_Document extract:_
[Start of Attachment]

As part of their revalidation process and CPD, clinicians will often "reflect'' on their clinical practice, a vital part of their training portfolio. However, the prospect of this being disclosed in subsequent litigation is a real risk.
Last year, NHS Health Education England sent a letter to Post Graduate Medical Doctors in Training et al, with a thinly veiled warning in relation to trainees' written reflections. It reported on a case in which written reflections had been used against a trainee in court. The letter did not provide any further details on the case in question or whether the same was reported at all. Whilst the letter reminded trainees to be mindful of what they chose to "reflect" on, it stressed the importance of reflection and that the practice must continue and was an essential component of doctor training.
The overwhelming reaction from clinicians was that this was a step too far. Faced with the threat of prosecution, or comments being used against the author, they felt that there was no way in which written reflections would ever truly be genuine. Trainees would be over cautious in what they chose to report in their reflections and this could ultimately have an effect on the quality of doctors going forward. How could they be expected to learn from their mistakes when these were unlikely to be reflected on to the fullest extent?
This is an example of how record keeping and scrutiny may have a negative impact on the profession and it raises further questions on the wider issue of record keeping, recording and scrutiny of clinicians and the changes we can expect to see in the future.
The effect on learning and duty of candour
As well as the potential adverse impact on the quality of training and CPD, a further risk is that a clinician's personal written reflections might not always correlate with any duty of candour explanation or apology given to the patient from an employing healthcare provider. This further opens the clinician to the risk of criticism in the litigation process, and also creates concern around compliance with both CQC and GMC expectations regarding the duty of candour.
Many argue that the decision to allow what effectively amounts to training material to be used against them in court has undermined the ability of HEE to adequately train its doctors.
Are such written reflections potentially disclosable? In short, yes. Take, for example, the situation of a doctor reflecting on an adverse outcome from surgery, from which no claim or complaint has yet been made. Any records or reflections on the case at this stage are not covered by litigation privilege are potentially disclosable if the content is regarded as relevant to a subsequent claim. Additionally, in the event of a GMC referral, this material may also be relevant to a fitness to practice case.
The balance of learning vs defensive recording
The lines that divide the concepts of learning from mistakes whilst training, and creating disclosable material used in any legal process, are slowly becoming blurred, so as to be almost obsolete. Fear of litigation must never diminish the value of reflecting on, and learning from, experiences during training as a clinician. Improving patient safety must remain at the heart of any training programme. It is a step backwards in the post Francis era of transparency, if the learning culture is in any way slowed or eroded by trainees worrying that their reflections will be used against them.
Written reflections should remain honest, focused, and insightful, but avoid unnecessary speculation. There is also merit in securing feedback from colleagues to focus the key learning points in the reflection material.
It is vital that clinicians, healthcare providers and their med-mal Insurers keep aware of these issues and that trainees remain vigilant in their record keeping and follow on actions. Care will need to be taken to ensure that the value of these reflections is not eroded through the threat of disclosure in litigation, not least to the detriment of the patient.

[End of Attachment]

_Supplied material:_

[Start of Attachment]

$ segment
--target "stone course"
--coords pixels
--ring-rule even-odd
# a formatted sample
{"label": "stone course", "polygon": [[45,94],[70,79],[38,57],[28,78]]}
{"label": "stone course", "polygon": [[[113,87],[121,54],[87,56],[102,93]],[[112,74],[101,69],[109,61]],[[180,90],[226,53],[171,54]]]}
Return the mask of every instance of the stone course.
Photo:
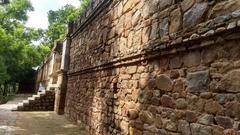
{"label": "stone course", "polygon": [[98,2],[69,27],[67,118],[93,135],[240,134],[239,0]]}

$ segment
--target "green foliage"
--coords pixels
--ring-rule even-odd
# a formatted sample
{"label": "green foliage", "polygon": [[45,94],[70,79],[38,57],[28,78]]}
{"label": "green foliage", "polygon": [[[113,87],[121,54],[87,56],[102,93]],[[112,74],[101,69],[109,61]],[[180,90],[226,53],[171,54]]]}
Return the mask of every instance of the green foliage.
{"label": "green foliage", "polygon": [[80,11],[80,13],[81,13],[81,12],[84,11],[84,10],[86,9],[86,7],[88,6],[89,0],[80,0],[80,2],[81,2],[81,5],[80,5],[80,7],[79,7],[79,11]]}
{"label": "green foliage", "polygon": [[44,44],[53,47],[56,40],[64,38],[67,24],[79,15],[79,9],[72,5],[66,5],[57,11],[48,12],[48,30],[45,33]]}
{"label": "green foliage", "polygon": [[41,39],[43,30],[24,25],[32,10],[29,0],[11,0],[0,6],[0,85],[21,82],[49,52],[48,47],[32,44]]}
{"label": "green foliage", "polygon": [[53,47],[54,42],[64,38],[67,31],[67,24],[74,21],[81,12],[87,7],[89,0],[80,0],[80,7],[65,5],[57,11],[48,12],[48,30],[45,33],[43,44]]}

[End of Attachment]

_Problem to work on:_ Please transcribe the article on clinicians' written reflections, copying everything from "The overwhelming reaction" down to "in the future.". The records after the article on clinicians' written reflections are separate material and have no connection to it.

_Your response:_
The overwhelming reaction from clinicians was that this was a step too far. Faced with the threat of prosecution, or comments being used against the author, they felt that there was no way in which written reflections would ever truly be genuine. Trainees would be over cautious in what they chose to report in their reflections and this could ultimately have an effect on the quality of doctors going forward. How could they be expected to learn from their mistakes when these were unlikely to be reflected on to the fullest extent?
This is an example of how record keeping and scrutiny may have a negative impact on the profession and it raises further questions on the wider issue of record keeping, recording and scrutiny of clinicians and the changes we can expect to see in the future.